### Exercise instructions
a) Transcribe the passage about the Ork model word for word, beginning at "So, you ask, Mr." and stopping after "on the piece?".
b) Go on with the passage about converting the Ork model from the point where it stops.

### Passage
+-------+

This little piece of kit belongs to my friend , Anthony Pearson, and he gave it to me several years ago now, to build, convert, individualise and otherwise pretty up, as a remarkably devastating WMD in his Ork army.
So, you ask, Mr. Clever Pants, why have you not completed this task? Because it scares three kinds of bodily fluids out of me.
Firstly, the size: this beast is HUGE, I mean mega-big. And although it is made of resin, it is heavy. So lifting and holding while painting is prohibitive.
Secondly, how do you take something that is actually quite expensive and only available occasionally on Ebay, and have the temerity, nay, the BRASS, to drill, cut, saw and mutilate the casing, then add a variety of bits, pieces and such-like, as well as obscuring much of the piece with shattered plates and battle damage, Green Stuff modelled laser blasts and heaps of rust?
And finally, by adding your own ideas and additions, are you detracting from the original design, or do you have a responsibilty to make your own mark on the piece?
While struggling with these moral dilemmas, resulting in deep therapy sessions, interviews with experienced and knowledgable men of letters, and constant, frantic, sometimes fruitless experimentation, Anthony kept looking at me with his puppy-dog eyes, and made me feel guilty.
So I said stuff it and got stuck in.

+-------+

### Data provided
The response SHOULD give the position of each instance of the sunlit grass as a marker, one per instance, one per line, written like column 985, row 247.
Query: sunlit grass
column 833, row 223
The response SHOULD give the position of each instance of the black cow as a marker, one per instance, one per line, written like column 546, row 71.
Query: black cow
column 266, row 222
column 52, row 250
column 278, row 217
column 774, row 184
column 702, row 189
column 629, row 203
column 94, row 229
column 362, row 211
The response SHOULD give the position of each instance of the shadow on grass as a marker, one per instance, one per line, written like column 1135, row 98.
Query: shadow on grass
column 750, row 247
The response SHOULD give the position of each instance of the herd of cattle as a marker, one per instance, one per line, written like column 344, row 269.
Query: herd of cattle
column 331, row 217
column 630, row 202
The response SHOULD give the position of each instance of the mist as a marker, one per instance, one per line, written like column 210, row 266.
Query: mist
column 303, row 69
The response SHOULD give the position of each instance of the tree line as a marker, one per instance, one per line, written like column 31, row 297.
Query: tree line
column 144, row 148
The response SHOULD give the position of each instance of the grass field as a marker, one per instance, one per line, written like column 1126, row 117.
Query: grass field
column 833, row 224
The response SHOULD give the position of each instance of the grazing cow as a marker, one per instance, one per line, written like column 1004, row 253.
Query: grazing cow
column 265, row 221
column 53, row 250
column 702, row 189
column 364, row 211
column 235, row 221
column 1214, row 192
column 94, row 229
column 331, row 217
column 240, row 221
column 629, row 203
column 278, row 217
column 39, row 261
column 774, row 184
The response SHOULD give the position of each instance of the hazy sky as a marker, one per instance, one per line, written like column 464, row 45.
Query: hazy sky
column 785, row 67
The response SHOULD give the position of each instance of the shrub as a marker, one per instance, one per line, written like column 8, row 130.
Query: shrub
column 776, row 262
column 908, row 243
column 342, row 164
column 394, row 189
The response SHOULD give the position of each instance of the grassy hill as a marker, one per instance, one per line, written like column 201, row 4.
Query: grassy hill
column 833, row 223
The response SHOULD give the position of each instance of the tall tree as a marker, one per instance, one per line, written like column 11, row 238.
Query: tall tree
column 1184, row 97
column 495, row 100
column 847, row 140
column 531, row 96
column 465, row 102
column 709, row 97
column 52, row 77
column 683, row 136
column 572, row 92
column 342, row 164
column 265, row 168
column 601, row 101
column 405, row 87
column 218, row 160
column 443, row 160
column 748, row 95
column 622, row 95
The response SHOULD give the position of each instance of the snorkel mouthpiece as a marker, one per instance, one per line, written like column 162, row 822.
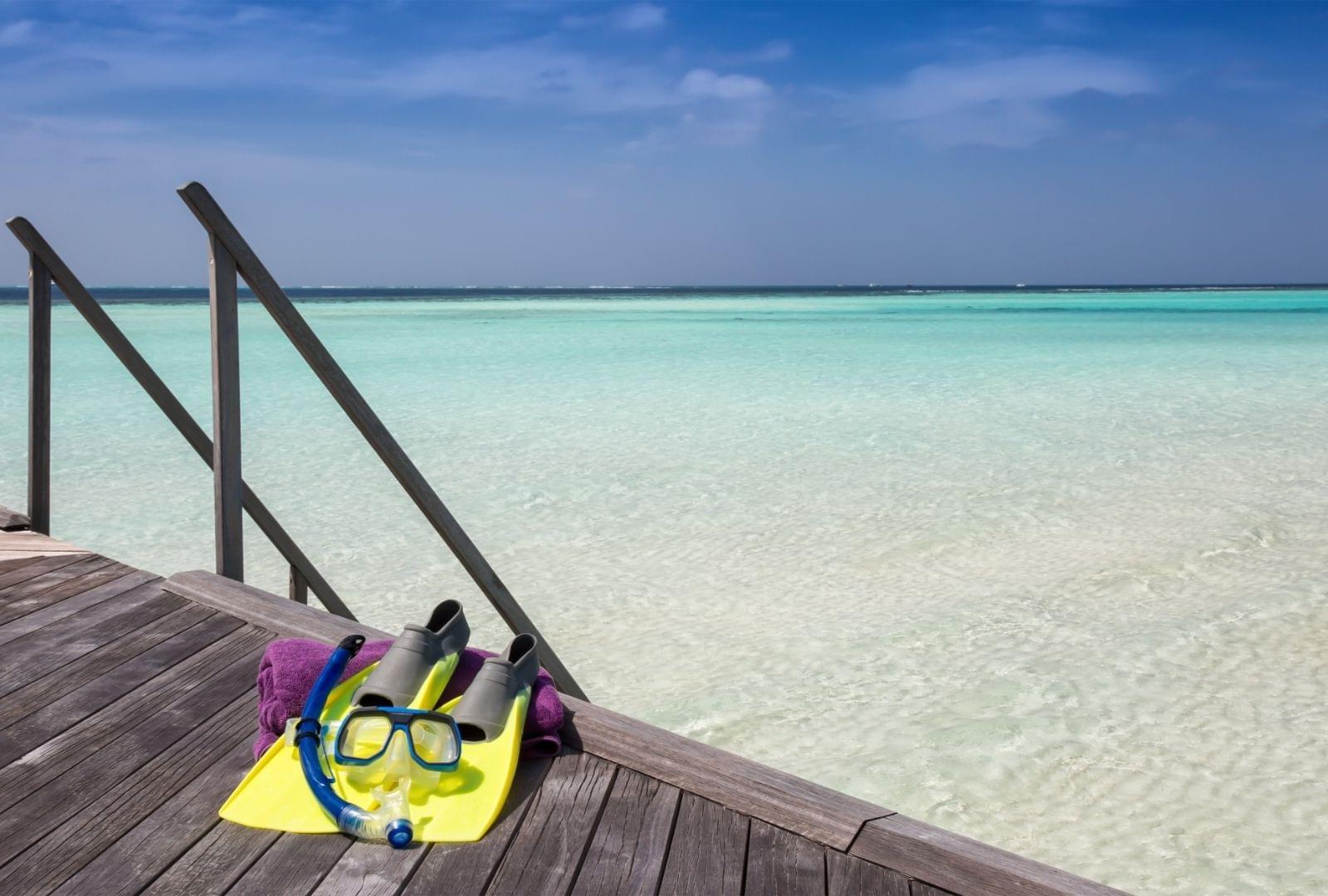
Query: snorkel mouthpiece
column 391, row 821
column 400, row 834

+-------+

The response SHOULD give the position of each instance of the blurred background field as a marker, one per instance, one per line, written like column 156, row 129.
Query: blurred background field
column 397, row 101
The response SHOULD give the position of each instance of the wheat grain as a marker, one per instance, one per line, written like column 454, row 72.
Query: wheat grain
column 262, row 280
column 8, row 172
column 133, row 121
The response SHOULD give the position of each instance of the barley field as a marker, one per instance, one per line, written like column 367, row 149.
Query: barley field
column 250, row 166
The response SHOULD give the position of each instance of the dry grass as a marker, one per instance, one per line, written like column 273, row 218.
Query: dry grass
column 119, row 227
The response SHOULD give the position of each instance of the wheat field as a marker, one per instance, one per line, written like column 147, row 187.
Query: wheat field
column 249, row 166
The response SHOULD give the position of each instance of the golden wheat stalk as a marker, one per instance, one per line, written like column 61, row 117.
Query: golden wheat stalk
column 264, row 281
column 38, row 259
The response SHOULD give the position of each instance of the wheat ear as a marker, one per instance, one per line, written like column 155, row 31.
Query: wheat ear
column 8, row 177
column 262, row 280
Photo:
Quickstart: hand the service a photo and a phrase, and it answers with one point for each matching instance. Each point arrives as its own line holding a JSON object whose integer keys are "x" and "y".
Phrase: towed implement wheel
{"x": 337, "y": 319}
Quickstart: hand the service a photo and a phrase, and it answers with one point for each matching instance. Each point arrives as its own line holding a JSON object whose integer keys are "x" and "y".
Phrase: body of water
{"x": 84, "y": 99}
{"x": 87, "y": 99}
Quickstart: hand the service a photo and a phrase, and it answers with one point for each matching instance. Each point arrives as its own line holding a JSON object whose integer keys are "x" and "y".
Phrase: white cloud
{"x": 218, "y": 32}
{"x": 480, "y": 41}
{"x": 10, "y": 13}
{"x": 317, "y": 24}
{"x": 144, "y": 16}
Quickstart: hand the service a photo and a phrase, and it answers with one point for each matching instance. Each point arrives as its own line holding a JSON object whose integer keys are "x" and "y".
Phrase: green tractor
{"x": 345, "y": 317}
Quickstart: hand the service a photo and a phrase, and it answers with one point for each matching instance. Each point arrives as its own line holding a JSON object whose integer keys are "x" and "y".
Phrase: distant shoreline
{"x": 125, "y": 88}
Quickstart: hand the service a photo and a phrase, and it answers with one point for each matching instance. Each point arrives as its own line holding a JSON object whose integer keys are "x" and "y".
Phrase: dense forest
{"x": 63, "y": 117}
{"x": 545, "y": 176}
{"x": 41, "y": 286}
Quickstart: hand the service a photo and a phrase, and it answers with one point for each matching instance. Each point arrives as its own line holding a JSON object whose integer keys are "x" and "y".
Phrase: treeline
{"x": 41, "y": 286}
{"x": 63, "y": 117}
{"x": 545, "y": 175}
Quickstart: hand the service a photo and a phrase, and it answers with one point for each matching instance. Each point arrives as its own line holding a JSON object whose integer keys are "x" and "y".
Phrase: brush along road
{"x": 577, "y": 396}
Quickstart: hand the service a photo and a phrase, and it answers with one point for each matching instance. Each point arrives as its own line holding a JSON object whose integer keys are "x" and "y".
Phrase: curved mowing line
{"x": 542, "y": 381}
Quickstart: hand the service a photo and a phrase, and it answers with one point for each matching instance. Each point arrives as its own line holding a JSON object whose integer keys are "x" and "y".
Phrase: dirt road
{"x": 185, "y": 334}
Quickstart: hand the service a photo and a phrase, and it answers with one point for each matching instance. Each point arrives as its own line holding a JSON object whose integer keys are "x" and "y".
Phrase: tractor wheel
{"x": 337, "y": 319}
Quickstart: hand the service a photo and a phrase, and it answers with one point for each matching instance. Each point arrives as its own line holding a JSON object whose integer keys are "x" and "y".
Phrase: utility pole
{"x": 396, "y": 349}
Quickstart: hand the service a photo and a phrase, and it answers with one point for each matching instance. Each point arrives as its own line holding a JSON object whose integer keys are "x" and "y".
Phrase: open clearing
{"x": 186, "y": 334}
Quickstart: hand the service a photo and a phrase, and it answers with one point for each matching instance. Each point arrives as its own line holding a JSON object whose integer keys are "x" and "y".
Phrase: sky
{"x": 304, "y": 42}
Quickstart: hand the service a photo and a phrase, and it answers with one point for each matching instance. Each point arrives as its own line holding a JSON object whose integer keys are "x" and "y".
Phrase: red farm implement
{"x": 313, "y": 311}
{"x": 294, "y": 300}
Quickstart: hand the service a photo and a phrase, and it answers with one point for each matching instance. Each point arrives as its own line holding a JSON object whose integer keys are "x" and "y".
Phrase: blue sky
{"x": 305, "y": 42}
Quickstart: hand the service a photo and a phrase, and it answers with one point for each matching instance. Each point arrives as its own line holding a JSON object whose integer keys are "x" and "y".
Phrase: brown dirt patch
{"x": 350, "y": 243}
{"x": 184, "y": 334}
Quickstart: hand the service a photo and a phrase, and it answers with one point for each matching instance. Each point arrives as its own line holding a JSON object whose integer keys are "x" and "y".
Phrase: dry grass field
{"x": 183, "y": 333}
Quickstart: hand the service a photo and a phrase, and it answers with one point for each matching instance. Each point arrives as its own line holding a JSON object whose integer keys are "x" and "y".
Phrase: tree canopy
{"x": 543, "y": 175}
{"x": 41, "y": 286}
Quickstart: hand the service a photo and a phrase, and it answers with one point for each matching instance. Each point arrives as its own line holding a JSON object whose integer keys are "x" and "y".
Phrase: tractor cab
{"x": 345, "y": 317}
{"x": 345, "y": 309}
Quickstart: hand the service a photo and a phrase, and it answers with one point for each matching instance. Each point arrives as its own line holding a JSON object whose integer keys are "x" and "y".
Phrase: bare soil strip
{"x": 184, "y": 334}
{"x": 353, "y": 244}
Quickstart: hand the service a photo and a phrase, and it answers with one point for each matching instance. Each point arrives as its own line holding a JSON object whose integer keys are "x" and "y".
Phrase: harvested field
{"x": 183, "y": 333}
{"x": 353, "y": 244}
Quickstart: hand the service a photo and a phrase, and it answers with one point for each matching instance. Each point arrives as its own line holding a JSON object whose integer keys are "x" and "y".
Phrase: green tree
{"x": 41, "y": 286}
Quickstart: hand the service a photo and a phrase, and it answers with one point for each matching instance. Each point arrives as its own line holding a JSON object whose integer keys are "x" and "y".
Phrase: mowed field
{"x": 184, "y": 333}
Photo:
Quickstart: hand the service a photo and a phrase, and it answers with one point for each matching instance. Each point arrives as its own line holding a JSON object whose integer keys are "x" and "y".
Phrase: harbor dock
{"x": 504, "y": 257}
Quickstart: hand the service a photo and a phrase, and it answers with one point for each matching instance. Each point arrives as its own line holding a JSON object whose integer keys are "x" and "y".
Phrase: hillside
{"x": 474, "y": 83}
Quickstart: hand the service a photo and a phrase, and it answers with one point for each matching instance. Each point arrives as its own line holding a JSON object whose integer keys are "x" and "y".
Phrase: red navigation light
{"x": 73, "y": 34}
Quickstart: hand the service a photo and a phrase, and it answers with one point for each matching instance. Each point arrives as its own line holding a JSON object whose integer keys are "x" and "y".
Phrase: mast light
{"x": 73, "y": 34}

+-------+

### Results for the exercise
a)
So, you ask, Mr. Clever Pants, why have you not completed this task? Because it scares three kinds of bodily fluids out of me.
Firstly, the size: this beast is HUGE, I mean mega-big. And although it is made of resin, it is heavy. So lifting and holding while painting is prohibitive.
Secondly, how do you take something that is actually quite expensive and only available occasionally on Ebay, and have the temerity, nay, the BRASS, to drill, cut, saw and mutilate the casing, then add a variety of bits, pieces and such-like, as well as obscuring much of the piece with shattered plates and battle damage, Green Stuff modelled laser blasts and heaps of rust?
And finally, by adding your own ideas and additions, are you detracting from the original design, or do you have a responsibilty to make your own mark on the piece?

b)
I don't have earlier pics of the piece pre-conversion, but this shows the original idea for a colour scheme, which I loathed with a passion. It also shows the beginnings of the battle damage, with plastic plating cut off the GW plastic Gargant kit, a Green Stuff laser blast above the square plate on the right, and extensive rust texturing, using various grades of sand and crushed talc, liberally applied with wood glue. The red tinge on the rust is from Forgeworld weathering powders. Thought it would work, eventually disappeared under the paintwork and weathering.
Here is more of the damage, with a peekhole cut out of the raw, trembling resin. A small section of the GW Gargant, a box with a gretchin inside, was glued into the hole and surrounded by plate.
And the back with more rust, a few plates, Forgeworld resin Ork glyphs and bits of mechanical detritus including a wall heater to demonstrate that nothing gets wasted when Ork mekkies get their hands on someone else's crap.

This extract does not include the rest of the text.